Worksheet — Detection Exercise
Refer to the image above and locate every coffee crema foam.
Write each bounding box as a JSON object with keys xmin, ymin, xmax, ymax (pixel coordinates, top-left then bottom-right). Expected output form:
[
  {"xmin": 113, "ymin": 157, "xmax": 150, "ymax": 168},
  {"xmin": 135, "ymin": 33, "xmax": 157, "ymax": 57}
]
__________________________________________________
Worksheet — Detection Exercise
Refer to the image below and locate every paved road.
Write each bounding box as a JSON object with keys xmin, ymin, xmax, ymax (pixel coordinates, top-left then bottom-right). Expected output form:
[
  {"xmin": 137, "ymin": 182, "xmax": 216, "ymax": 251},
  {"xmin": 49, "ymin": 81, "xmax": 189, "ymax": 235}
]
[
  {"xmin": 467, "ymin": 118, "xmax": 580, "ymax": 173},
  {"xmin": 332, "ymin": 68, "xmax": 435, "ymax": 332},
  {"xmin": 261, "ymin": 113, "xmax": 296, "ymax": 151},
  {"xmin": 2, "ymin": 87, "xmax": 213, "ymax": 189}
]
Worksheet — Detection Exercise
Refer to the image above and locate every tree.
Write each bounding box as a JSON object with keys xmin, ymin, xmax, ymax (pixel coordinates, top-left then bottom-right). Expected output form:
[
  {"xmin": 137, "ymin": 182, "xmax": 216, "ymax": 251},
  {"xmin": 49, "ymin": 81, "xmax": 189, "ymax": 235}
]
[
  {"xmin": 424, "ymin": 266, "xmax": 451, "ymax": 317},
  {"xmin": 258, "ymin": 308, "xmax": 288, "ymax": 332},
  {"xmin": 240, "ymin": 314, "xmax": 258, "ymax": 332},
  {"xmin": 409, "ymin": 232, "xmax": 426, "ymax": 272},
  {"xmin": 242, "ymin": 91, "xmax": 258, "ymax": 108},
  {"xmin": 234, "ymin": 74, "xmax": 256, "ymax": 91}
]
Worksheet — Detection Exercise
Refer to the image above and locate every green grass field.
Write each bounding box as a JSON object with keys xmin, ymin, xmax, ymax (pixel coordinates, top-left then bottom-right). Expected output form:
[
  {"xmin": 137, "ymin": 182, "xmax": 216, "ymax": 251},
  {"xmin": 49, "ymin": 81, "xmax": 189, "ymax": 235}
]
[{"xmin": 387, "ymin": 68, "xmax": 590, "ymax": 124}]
__________________________________________________
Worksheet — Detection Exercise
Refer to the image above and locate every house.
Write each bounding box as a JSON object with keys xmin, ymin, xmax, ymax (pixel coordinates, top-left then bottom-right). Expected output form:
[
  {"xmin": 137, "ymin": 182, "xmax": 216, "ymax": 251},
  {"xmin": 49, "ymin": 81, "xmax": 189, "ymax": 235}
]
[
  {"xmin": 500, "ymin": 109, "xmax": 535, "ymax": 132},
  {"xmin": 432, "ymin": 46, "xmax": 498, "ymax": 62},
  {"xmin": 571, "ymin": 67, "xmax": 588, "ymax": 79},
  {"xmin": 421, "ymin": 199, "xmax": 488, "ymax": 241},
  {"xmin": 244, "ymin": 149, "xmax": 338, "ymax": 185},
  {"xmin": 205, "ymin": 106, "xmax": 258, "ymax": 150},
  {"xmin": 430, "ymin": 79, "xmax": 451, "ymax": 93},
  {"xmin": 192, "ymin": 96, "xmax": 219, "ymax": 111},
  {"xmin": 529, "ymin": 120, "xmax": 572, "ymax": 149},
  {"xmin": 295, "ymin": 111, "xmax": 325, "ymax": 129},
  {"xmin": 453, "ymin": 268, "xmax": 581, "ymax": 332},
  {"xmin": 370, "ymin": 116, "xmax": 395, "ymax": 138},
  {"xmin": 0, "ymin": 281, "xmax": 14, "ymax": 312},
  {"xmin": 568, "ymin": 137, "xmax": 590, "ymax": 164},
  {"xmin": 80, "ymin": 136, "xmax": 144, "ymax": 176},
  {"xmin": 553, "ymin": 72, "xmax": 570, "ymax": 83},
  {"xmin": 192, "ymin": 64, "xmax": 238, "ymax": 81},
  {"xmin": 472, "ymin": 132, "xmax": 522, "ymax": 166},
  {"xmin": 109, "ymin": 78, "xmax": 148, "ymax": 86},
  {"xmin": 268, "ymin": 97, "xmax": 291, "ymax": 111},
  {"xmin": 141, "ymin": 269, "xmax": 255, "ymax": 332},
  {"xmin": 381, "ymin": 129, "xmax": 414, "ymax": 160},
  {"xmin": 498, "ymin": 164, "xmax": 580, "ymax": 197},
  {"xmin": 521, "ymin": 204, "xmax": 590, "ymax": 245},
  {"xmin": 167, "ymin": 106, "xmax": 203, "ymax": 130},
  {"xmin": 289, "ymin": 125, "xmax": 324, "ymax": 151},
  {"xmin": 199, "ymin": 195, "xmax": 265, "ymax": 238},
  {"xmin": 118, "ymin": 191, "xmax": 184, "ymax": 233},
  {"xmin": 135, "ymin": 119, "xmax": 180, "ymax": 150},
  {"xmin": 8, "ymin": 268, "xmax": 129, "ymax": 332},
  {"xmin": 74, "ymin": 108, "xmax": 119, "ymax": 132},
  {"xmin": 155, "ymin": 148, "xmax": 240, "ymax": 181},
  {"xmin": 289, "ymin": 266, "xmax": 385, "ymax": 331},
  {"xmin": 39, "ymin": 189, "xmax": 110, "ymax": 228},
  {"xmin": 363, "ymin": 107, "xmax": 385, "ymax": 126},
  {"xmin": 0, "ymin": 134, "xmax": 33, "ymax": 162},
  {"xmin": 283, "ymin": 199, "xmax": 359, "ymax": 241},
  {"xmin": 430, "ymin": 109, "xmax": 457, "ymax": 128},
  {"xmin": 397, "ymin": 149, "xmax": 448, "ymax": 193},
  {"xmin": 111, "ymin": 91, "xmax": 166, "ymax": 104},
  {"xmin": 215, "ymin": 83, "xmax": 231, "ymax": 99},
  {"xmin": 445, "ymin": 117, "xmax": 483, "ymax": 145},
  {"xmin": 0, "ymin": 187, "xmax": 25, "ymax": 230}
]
__________________________________________________
Stated problem: Find each line above that contains the string "Refer", matching case exactly, and copy every such line in full.

Reply:
Refer to the image above and locate every coffee crema foam.
Refer to the image below and locate every paved road.
Refer to the image above and locate every tree.
Refer to the image above and locate every green grass field.
Refer to the image above and locate every house.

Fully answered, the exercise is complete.